* _DO THIS_
What do the lines from the one containing "of the wristwatch" through the end of the entries say? Quote them exactly, and only them.

* _ENTRIES PROVIDED_
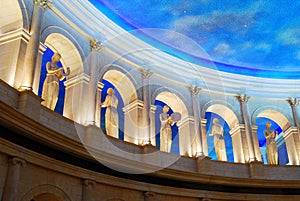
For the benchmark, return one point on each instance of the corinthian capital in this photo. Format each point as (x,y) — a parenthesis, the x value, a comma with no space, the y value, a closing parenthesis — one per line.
(194,89)
(42,3)
(293,101)
(17,161)
(95,45)
(88,182)
(243,98)
(146,73)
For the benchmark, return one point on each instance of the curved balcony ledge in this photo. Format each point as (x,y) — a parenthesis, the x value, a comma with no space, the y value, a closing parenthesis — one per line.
(87,143)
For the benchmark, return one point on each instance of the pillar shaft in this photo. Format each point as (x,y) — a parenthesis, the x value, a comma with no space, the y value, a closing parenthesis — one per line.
(33,45)
(87,190)
(248,130)
(146,74)
(293,103)
(197,116)
(12,179)
(91,96)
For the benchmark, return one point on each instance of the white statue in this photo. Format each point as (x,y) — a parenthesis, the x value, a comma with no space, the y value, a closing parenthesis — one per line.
(219,143)
(111,114)
(51,84)
(165,130)
(272,152)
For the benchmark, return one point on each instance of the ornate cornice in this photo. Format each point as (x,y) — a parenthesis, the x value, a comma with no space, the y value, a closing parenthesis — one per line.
(89,182)
(16,161)
(146,73)
(95,45)
(195,90)
(243,98)
(293,101)
(42,3)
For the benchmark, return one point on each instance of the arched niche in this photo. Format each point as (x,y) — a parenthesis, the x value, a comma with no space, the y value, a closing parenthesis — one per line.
(174,128)
(11,25)
(277,117)
(70,56)
(234,136)
(279,123)
(128,119)
(11,17)
(226,113)
(123,84)
(173,101)
(185,125)
(46,192)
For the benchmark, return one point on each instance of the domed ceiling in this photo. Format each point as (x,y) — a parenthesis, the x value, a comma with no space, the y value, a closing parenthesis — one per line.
(257,38)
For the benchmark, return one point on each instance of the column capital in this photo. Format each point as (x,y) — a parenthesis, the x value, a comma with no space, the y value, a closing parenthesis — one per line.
(95,45)
(149,195)
(243,98)
(16,161)
(146,73)
(42,3)
(89,182)
(195,90)
(293,101)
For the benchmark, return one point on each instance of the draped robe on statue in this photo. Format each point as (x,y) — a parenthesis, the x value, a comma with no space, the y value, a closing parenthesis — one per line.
(219,143)
(111,115)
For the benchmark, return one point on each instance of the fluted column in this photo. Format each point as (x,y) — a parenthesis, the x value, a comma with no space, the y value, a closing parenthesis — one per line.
(197,116)
(33,44)
(293,103)
(12,179)
(91,96)
(292,135)
(87,190)
(248,129)
(98,102)
(146,74)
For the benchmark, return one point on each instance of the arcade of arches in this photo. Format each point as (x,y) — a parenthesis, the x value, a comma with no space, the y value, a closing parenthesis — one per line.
(46,154)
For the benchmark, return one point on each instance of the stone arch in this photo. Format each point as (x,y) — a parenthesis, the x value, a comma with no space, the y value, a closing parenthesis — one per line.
(282,118)
(11,16)
(122,80)
(233,122)
(42,191)
(171,98)
(218,104)
(186,134)
(64,43)
(226,113)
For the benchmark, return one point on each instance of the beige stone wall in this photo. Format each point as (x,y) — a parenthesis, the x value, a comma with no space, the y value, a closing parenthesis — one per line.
(3,171)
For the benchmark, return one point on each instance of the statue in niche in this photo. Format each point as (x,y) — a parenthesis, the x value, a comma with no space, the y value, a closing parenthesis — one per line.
(165,130)
(111,114)
(219,142)
(271,147)
(51,84)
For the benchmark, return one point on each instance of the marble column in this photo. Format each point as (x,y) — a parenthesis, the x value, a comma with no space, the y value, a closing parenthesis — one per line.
(91,96)
(146,74)
(98,102)
(239,144)
(293,103)
(32,49)
(292,135)
(292,145)
(243,99)
(87,190)
(76,90)
(12,178)
(149,196)
(197,116)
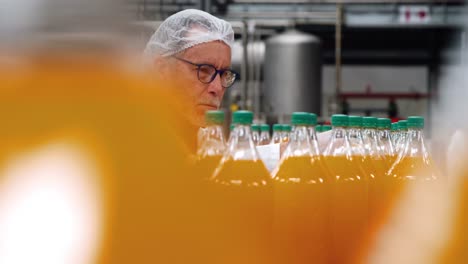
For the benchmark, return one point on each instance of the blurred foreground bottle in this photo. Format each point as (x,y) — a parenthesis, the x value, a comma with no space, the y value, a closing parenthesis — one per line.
(212,145)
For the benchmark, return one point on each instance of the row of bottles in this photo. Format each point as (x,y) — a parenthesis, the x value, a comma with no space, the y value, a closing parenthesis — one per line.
(316,206)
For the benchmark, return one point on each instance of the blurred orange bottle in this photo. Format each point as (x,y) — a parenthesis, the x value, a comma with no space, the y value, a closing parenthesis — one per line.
(212,144)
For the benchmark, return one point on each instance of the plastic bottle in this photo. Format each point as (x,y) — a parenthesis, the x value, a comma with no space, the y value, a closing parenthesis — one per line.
(318,128)
(302,203)
(349,199)
(326,128)
(286,133)
(243,209)
(371,145)
(265,134)
(394,136)
(384,140)
(212,146)
(402,135)
(256,133)
(312,130)
(414,162)
(277,133)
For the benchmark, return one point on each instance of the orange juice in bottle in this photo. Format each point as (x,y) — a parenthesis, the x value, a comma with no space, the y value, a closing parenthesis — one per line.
(264,135)
(349,203)
(277,134)
(301,226)
(285,135)
(377,159)
(414,162)
(212,146)
(243,207)
(386,148)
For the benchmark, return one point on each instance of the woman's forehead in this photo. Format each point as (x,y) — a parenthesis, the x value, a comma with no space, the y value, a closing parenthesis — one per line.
(216,53)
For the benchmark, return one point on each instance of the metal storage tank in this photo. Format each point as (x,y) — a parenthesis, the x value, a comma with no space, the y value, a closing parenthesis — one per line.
(292,72)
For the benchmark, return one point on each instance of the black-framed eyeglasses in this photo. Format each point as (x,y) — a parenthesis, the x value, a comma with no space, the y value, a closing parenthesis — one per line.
(206,73)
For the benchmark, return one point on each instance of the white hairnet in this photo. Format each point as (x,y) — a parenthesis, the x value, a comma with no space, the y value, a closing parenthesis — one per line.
(186,29)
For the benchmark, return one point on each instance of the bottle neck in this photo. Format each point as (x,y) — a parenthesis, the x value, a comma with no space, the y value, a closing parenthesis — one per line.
(241,145)
(312,132)
(414,145)
(339,142)
(213,142)
(300,143)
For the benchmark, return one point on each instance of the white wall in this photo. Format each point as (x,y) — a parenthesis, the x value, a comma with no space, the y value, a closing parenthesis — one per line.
(381,79)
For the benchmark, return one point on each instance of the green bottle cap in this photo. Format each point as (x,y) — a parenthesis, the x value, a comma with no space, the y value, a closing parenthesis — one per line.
(402,124)
(415,122)
(369,122)
(301,119)
(265,127)
(256,127)
(384,123)
(326,128)
(355,121)
(277,127)
(242,117)
(313,118)
(214,117)
(340,120)
(318,128)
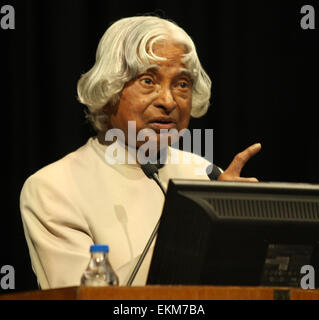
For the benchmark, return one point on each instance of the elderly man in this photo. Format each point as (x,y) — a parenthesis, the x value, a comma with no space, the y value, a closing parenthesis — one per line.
(147,73)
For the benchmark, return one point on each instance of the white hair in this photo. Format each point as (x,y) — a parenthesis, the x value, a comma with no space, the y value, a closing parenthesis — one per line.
(125,51)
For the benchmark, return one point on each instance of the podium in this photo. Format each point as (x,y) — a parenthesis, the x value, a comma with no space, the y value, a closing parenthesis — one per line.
(167,293)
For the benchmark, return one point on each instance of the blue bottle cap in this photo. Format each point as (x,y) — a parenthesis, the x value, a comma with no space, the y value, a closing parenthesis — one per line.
(99,248)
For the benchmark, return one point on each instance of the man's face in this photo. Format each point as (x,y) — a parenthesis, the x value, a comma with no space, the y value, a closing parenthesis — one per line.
(159,98)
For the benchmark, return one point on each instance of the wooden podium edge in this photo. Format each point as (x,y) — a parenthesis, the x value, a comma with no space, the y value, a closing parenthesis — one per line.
(166,293)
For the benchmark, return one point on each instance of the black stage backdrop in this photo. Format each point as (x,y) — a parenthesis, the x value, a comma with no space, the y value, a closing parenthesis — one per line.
(264,70)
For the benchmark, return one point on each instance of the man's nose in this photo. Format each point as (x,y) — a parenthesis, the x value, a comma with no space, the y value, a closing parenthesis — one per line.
(165,100)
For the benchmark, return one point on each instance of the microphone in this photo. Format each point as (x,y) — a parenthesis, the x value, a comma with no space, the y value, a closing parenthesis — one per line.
(213,172)
(151,172)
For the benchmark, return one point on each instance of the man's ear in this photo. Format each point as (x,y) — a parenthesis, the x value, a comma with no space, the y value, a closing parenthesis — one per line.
(110,109)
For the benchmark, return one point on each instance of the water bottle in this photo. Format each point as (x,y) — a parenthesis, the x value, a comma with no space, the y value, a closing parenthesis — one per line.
(99,272)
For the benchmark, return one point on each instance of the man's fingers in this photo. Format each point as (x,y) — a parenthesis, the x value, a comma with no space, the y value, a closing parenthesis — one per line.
(241,158)
(225,177)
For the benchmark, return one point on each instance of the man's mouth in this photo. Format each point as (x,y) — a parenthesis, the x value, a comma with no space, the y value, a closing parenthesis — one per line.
(162,123)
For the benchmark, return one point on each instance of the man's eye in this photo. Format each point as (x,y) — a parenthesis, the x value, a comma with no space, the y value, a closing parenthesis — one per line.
(147,81)
(183,84)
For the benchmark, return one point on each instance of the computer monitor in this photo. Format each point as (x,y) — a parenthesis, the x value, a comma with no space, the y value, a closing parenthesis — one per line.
(236,233)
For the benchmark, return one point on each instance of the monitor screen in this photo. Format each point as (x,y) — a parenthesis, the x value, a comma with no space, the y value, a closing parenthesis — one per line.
(236,233)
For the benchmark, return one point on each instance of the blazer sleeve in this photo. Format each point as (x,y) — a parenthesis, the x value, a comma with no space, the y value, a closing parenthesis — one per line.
(57,235)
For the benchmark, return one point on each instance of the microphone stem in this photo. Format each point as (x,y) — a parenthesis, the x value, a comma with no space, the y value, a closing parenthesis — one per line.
(157,180)
(150,240)
(141,259)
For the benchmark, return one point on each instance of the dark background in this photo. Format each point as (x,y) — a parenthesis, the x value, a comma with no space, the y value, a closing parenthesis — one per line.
(263,66)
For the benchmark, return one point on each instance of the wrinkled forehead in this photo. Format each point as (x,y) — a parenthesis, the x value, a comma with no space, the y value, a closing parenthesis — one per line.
(181,71)
(166,53)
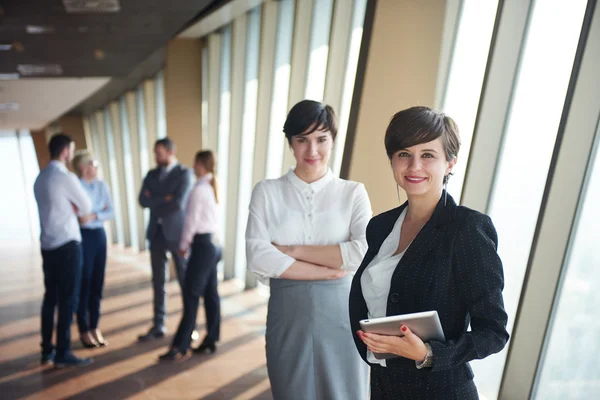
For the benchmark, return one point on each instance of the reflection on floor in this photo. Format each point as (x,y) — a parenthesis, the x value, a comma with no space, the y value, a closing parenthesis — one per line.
(126,369)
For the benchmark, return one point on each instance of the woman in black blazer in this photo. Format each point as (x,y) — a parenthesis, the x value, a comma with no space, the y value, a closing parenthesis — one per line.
(428,254)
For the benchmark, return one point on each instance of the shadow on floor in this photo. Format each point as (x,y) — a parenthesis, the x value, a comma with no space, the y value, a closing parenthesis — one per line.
(145,378)
(35,382)
(240,385)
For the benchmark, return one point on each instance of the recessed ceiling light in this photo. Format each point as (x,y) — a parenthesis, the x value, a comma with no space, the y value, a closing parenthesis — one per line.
(92,6)
(18,47)
(9,106)
(42,69)
(9,77)
(99,54)
(39,29)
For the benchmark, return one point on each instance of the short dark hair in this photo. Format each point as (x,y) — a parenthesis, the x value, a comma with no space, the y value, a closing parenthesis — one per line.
(308,116)
(417,125)
(166,143)
(58,143)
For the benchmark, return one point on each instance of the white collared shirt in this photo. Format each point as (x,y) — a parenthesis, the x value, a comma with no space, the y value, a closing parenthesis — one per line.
(201,212)
(377,277)
(56,192)
(289,211)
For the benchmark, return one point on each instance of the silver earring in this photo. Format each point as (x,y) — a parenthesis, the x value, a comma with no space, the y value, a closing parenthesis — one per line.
(446,178)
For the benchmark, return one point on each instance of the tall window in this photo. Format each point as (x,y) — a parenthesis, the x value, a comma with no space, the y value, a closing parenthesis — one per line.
(569,368)
(535,113)
(467,70)
(248,134)
(18,212)
(224,122)
(281,88)
(319,49)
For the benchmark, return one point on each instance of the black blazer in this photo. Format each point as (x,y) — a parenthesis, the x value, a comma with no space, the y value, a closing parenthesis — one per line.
(177,184)
(451,266)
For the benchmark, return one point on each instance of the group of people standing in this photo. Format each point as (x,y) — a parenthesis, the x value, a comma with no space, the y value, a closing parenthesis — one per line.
(183,222)
(72,210)
(312,238)
(330,265)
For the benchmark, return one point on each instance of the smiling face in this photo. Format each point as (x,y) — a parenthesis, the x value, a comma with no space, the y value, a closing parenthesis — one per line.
(420,169)
(312,151)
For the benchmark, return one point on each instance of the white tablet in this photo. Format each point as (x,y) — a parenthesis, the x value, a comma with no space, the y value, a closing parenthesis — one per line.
(426,325)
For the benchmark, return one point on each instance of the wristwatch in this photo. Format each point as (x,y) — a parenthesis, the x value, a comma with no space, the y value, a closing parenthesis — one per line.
(428,361)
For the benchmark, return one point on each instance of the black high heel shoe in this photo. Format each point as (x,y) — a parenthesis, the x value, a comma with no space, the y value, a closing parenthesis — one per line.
(91,345)
(172,355)
(206,348)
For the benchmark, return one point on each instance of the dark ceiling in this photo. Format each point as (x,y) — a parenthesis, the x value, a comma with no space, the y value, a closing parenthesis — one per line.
(122,39)
(127,45)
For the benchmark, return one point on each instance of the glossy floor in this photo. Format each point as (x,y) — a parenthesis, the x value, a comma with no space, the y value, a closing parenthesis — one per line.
(127,369)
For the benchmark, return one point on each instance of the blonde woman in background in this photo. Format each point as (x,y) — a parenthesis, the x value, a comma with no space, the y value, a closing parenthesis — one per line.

* _SOLUTION BELOW_
For the benchmark, return one point on each instance of the wristwatch in this photo. Format each point as (x,y) — a parenthesis, the x value, a comma with no space, the y value, a closing parenthesis — one per line.
(428,361)
For the benchmark, return one point on each instance of the black high heel shoe in this photo. Format each point as (x,y) — a parenthesis, the x value, a comma with no space, the y value, a closing parenthesis — one per line.
(91,345)
(172,355)
(206,348)
For the benchmark, return one point on each instance of the dark ceiling in this photo. Format each point as (x,y) — a parenthesis, the x value, a comma with no space, the y value, a closing parenthesis — one per line.
(122,39)
(127,45)
For the benchmark, return one point on each instance of the glossy floor in this photo. Format each point as (x,y) — a parenthesis, the x value, a comma with no space, the y value, a closing parenthesis — one per line.
(127,369)
For the benchmark, return one point on each instance of the blonde woman in background in this photo. Format each point as (x,y) — a parenthesis, the x value, a comma with no space, the y value, a closing parenthesis — one per line.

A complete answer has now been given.